→ EXERCISE
Beginning with the line where "Would you please tag the riverside" appears, repeat every remaining line of the entries exactly, the last line included.

→ PROVIDED DATA

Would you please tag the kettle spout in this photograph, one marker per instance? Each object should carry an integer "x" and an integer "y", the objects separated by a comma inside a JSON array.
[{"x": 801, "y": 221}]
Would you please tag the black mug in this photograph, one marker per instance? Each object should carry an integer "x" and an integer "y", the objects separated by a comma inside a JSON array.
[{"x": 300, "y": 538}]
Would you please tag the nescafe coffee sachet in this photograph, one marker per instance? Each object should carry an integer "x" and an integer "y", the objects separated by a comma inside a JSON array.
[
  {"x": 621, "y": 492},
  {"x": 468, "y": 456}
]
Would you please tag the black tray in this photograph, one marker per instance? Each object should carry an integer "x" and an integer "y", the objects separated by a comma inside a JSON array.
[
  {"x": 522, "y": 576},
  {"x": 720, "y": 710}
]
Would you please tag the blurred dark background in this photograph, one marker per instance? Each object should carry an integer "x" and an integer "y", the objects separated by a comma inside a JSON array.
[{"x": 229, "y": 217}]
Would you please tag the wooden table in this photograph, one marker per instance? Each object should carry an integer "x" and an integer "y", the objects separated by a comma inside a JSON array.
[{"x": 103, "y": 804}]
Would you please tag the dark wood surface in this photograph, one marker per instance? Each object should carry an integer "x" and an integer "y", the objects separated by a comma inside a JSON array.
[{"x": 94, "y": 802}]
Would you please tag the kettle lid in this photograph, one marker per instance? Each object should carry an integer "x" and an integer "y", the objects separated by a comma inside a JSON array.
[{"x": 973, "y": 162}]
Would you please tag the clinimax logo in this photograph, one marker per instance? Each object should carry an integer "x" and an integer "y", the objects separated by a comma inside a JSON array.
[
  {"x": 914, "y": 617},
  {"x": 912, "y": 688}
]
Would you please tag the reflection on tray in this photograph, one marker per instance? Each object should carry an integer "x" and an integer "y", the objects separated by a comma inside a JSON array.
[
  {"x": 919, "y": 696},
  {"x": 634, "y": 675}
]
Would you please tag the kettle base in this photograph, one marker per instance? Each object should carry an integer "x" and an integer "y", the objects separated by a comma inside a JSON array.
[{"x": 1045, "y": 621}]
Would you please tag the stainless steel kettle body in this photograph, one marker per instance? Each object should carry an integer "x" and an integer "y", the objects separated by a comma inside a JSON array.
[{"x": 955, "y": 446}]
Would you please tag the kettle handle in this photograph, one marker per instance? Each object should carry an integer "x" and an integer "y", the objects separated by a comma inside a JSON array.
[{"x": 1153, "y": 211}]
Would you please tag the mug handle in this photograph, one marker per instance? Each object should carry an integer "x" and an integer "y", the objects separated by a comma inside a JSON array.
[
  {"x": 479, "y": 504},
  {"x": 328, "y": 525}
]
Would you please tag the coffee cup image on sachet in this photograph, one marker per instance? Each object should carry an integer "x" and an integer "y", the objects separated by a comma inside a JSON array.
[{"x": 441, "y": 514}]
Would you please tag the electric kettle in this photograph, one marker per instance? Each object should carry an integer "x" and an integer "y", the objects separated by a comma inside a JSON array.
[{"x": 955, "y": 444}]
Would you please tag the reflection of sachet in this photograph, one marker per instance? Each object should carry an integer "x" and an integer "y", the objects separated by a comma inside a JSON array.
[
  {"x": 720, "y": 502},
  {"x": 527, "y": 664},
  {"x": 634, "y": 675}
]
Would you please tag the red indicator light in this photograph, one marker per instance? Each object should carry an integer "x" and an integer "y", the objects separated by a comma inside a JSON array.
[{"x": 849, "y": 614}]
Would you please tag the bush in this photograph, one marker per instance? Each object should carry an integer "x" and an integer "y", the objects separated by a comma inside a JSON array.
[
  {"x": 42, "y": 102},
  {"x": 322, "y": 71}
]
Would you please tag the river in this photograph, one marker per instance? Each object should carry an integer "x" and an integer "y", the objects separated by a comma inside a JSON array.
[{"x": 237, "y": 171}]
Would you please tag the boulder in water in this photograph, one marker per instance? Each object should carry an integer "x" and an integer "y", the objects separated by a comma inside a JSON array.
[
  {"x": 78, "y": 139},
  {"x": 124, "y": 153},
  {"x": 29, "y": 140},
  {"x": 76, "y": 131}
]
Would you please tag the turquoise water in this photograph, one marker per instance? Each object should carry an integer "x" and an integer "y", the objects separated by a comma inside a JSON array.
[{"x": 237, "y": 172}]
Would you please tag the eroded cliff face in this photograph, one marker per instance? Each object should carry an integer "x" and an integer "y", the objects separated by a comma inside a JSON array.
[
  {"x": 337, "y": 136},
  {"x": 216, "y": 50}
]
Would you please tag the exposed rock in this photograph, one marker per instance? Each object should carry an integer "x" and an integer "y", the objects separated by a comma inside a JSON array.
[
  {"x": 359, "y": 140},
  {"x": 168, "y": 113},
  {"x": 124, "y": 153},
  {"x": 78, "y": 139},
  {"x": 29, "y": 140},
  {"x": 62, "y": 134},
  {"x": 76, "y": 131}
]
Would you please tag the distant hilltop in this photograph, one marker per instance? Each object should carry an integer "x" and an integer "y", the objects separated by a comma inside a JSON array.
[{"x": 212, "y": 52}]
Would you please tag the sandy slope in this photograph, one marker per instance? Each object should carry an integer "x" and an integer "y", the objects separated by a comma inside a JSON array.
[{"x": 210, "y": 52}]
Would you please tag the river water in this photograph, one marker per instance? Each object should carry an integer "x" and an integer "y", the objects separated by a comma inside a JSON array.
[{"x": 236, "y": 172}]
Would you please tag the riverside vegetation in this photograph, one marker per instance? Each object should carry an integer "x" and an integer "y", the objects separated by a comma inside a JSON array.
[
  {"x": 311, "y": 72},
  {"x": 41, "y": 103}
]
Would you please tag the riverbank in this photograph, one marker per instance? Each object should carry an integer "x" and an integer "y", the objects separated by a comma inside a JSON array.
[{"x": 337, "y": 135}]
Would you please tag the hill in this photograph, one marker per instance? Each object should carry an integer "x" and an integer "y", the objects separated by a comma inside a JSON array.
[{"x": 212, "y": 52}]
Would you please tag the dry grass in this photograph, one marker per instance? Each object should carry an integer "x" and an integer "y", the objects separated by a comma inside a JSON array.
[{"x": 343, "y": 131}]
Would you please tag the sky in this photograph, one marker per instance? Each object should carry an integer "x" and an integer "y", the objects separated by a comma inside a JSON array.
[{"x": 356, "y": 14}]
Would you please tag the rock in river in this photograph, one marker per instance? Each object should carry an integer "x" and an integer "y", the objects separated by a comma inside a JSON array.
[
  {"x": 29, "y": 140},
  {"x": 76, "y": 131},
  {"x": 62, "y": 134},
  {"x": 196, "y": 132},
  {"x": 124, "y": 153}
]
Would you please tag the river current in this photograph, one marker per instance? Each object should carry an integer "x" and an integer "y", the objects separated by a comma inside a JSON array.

→ CORRECT RESPONSE
Would you please tag the riverside vegetation in this photograph, one marker per instance? Each object should carry an integer "x" and an integer "y", the objects separated by a comma inside a JSON array.
[
  {"x": 311, "y": 72},
  {"x": 41, "y": 103}
]
Would you please tag the riverbank in this photograph, one marker per instance? Each object should carry an integer "x" and an integer "y", the objects separated by a comma inside a JSON array.
[{"x": 337, "y": 135}]
Would you please tag the hill in this photograph, one marker per instance? Each object should carry an integer "x" and an integer "y", the objects separated by a comma inside a JSON array.
[{"x": 212, "y": 52}]
Would you please tag the dry grass in this photograph, one marker per instance? Each object should carry an integer "x" and an integer "y", the objects separated by a comma inside a JSON array.
[{"x": 343, "y": 131}]
Would you please tag the sky in this photograph, one marker per instance? Each object should carry an integer "x" and an integer "y", the objects separated by a comma inside a JSON array.
[{"x": 356, "y": 14}]
Would you please tag the rock in river in this photograph, one marker per instance? Each object should carry an integer "x" and an integer "y", the objects separated by a comma inside a JSON array.
[
  {"x": 29, "y": 140},
  {"x": 76, "y": 131},
  {"x": 62, "y": 134},
  {"x": 196, "y": 132},
  {"x": 124, "y": 153}
]
Would you please tag the river current in this photograph, one marker per instance? Each object should carry an integer "x" and an integer "y", the objects separated by a comma inside a JSON array.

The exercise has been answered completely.